> Text section:

# # # # #

The American pseudo-left and the Democratic Party

On May 2 and 3, two hundred representatives of a variety of trade unions, non-profits, Democratic Party-affiliated groups and Green Party leagues gathered for the “Left Electoral Action Conference.”

The event was held in the basement of the Chicago headquarters of the Teamsters Union and was hosted by the International Socialist Organization, Solidarity and Socialist Alternative. Representatives of the Greek Coalition of the Radical Left (Syriza) and the Spanish group Podemos were also in attendance.

The gathering was comprised of a series of panel discussions on a range of topics centered around the 2016 US general elections. Titles of panels included “Running for local non-partisan office,” “Elections, Labor, and the Social Movements,” “The Fight for 15 and Electoral Politics,” “Election Skills Workshop,” “Fundraising for the 99%,” and “You’re elected! So now what?”

Panel participants included many professional activists from various pseudo-left groups, as well as the perennial third-party candidates for office at the national and local level. The Green Party’s 2012 presidential candidate Jill Stein was in attendance, as was the 2014 Green candidate for New York governor, Howie Hawkins. Seattle City Councilperson and Socialist Alternative member Kshama Sawant sent video greetings, while a host of lesser Green, Democratic Party and “socialist” city council candidates from around the country rounded out the panels.

Aside from the candidates themselves, other attendees included a coterie of “left” bloggers like Louis Proyect and a number of trade union bureaucrats. Notably, Teamsters President James P. Hoffa was in attendance, eyeing the proceedings from the back of the room. A group representing Vermont Senator and Democratic Party candidate for president Bernie Sanders was also present. Though billed as a public meeting, the attendance indicates that this was primarily an insider event.

During the panels, the Democratic Party continuously emerged as a main theme of discussion. Though the Democratic Party under the Obama administration has played the leading role in overseeing the expansion of war abroad and the destruction of jobs, social programs and democratic rights domestically, the event’s main thrust was discussing how those gathered should present themselves as they orbit around and within the Democratic Party milieu.

“We’re constantly trying to attach the small wheel of the left to a slightly bigger wheel of the unions that can move an even bigger wheel [the Democrats],” said International Socialist Organization organizer and 2006 California Green Party Senate candidate Todd Chretien.

Socialist Alternative leader and 2013 Minneapolis City Council candidate Ty Moore expressed a broader sentiment at the conference when he said: “It’s not a crime in itself to pressure the Democrats.”

“There’s always been division inside the Democratic Party,” Moore added, noting that “there are tremendous opportunities for the left to intervene in these debates and to exploit them.”

“The key thing,” Moore said, “is breaking away a base of activists and organizations that make up the left of the Democratic Party and the trade unions.”

Gayle McLaughlin, Richmond, California’s Green Party city councilperson and former mayor said, “when connecting with the Democrats, we have to make sure we stay in the lead. Like the truly progressive Democrats in Richmond that we have supported because they actually take a stand against the machine Democrats.”

It was within the framework of this thoroughly non-oppositional orientation to the Democratic Party that the conference unfolded. But the significance of the event goes beyond its reiteration of support for the Democratic Party. The event also provides insight into the process through which these organizations develop their relationship with the Democrats.

# # # # #

> Required task 1: Report every line of the records below that contains the string "midriff".

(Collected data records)
# # # # #

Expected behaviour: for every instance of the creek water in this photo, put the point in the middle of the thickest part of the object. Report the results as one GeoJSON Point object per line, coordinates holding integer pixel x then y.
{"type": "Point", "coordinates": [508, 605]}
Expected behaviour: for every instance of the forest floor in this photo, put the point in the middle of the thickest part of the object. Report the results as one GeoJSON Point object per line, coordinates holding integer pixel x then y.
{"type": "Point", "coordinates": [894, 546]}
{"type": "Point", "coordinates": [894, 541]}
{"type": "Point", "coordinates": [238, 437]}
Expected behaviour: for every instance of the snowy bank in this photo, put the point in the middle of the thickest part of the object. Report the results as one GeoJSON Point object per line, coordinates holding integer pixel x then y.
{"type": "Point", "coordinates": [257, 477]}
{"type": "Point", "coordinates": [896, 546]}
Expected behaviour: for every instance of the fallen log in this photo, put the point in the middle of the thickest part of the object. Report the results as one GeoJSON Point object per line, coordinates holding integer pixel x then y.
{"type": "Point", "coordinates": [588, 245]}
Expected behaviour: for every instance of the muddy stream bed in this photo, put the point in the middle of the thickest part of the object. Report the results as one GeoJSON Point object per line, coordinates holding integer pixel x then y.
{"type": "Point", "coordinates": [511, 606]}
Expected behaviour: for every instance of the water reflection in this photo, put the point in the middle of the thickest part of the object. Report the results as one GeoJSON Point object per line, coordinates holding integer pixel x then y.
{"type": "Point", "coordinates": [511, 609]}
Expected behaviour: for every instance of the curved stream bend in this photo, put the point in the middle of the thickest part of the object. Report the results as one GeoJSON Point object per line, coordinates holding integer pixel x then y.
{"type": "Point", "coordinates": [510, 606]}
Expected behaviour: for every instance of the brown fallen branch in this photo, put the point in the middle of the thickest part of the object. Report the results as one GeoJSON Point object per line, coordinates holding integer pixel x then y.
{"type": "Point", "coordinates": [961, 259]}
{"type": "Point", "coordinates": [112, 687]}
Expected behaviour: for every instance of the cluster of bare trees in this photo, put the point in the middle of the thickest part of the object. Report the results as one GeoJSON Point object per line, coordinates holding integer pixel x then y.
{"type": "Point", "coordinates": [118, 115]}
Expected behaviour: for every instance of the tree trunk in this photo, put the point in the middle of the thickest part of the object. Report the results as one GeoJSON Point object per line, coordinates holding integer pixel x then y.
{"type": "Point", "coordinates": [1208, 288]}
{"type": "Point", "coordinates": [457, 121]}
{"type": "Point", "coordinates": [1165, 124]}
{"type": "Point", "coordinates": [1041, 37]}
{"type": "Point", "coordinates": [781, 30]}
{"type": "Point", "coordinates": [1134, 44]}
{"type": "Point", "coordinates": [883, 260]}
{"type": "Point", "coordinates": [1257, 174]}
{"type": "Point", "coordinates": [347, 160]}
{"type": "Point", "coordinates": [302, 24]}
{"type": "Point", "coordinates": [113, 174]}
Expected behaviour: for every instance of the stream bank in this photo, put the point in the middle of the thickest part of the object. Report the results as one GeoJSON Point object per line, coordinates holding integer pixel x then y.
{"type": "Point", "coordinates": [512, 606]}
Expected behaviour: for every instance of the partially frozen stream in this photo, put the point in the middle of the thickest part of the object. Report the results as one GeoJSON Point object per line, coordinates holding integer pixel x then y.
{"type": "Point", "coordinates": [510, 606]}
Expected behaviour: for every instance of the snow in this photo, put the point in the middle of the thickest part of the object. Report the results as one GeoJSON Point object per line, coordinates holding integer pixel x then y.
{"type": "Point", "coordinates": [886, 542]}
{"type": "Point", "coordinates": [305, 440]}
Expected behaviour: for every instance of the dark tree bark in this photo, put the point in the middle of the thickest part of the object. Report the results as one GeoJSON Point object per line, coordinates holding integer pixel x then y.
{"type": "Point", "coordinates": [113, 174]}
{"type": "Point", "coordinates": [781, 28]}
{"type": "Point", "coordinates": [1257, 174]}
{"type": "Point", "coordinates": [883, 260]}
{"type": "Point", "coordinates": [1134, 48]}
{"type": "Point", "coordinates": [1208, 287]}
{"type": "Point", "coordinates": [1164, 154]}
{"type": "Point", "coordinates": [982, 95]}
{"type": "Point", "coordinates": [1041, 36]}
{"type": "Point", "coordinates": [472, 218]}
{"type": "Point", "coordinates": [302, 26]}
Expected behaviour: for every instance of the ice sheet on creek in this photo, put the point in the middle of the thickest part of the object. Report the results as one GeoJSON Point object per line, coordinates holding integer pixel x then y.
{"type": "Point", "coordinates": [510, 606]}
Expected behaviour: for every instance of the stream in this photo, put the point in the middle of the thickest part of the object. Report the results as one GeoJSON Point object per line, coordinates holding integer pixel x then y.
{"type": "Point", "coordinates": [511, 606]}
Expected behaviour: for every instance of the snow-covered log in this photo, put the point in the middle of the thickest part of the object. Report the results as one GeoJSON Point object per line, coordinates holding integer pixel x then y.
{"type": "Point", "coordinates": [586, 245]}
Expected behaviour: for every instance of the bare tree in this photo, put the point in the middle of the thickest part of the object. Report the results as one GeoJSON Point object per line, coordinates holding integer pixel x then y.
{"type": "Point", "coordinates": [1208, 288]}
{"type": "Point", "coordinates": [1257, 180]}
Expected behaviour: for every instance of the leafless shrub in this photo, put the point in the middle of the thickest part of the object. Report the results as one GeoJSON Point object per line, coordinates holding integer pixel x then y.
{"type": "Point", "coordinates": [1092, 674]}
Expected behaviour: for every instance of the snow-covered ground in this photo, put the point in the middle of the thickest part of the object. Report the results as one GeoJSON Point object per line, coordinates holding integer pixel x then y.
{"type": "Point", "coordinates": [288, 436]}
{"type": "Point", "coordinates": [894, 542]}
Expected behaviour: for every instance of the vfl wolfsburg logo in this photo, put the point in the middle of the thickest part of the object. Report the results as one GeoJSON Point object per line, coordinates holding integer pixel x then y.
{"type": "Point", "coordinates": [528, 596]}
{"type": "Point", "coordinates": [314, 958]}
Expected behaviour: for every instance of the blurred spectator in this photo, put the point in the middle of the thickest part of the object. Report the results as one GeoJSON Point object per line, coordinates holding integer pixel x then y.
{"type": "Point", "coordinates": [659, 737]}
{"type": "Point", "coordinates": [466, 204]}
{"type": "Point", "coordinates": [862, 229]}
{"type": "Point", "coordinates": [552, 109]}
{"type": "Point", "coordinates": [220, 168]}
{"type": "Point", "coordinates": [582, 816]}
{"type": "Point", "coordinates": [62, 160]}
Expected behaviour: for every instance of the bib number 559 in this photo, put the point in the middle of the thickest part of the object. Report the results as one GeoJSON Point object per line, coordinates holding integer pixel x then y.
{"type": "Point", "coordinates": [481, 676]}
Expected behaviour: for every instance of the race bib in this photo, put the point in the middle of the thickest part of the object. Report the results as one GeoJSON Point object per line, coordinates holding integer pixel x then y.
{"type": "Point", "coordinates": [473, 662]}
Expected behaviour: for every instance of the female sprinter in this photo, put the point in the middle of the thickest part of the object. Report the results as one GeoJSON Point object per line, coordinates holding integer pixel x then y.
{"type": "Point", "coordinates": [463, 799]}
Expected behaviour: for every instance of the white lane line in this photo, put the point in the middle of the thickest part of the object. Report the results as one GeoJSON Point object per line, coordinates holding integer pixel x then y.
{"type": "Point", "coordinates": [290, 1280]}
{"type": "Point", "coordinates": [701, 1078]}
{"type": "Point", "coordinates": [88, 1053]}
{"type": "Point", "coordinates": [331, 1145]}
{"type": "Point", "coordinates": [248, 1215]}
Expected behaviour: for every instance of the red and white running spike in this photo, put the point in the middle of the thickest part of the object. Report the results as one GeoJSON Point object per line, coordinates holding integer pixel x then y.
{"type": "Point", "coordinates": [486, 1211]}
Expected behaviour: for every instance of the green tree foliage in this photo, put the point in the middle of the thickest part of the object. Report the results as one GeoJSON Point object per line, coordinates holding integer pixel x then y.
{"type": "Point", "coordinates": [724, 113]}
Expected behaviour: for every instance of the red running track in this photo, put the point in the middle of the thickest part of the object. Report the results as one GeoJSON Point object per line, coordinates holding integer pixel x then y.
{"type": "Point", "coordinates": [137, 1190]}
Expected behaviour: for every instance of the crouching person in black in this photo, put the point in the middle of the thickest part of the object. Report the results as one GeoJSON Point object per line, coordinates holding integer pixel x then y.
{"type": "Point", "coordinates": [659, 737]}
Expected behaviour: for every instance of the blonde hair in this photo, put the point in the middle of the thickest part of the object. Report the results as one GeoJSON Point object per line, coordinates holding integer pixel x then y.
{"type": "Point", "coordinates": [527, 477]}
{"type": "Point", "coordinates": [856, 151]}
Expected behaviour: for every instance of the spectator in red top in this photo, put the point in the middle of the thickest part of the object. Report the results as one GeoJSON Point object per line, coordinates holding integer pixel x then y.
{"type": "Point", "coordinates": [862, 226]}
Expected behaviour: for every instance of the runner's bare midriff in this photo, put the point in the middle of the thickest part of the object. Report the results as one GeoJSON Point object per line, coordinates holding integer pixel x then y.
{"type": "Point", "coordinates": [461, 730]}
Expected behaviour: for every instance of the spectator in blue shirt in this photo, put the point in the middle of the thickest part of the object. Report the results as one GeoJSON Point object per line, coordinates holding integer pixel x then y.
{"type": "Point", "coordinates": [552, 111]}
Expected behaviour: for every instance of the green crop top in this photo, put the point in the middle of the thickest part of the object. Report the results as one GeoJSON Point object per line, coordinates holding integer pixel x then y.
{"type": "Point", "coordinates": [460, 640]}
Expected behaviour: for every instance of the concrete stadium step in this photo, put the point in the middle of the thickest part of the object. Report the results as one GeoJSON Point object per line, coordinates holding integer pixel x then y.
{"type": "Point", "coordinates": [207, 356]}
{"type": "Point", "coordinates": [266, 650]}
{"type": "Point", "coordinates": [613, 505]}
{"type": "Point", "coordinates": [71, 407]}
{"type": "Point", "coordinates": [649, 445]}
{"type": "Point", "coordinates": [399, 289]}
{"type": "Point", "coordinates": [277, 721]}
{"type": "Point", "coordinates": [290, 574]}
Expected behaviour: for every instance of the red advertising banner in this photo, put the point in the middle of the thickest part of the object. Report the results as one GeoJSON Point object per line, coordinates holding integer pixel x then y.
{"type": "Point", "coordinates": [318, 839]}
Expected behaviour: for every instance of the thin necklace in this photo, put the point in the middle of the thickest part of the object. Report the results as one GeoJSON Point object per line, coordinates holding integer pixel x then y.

# # # # #

> Required task 2: Say whether each statement agrees with the article on the Chicago conference, answering yes or no and quoting the words that decide it: (a) the conference took place in the basement of the Teamsters Union's Chicago headquarters; (b) Kshama Sawant addressed the conference in person; (c) James P. Hoffa watched the proceedings from the front of the room.

> Written answer 1:
Expected behaviour: for every instance of the runner's bare midriff in this photo, put the point in the middle of the thickest part of the object. Report the results as one GeoJSON Point object per line, coordinates holding integer pixel x then y.

> Written answer 2:
(a) Yes: "The event was held in the basement of the Chicago headquarters of the Teamsters Union"
(b) No: "Kshama Sawant sent video greetings"
(c) No: "eyeing the proceedings from the back of the room"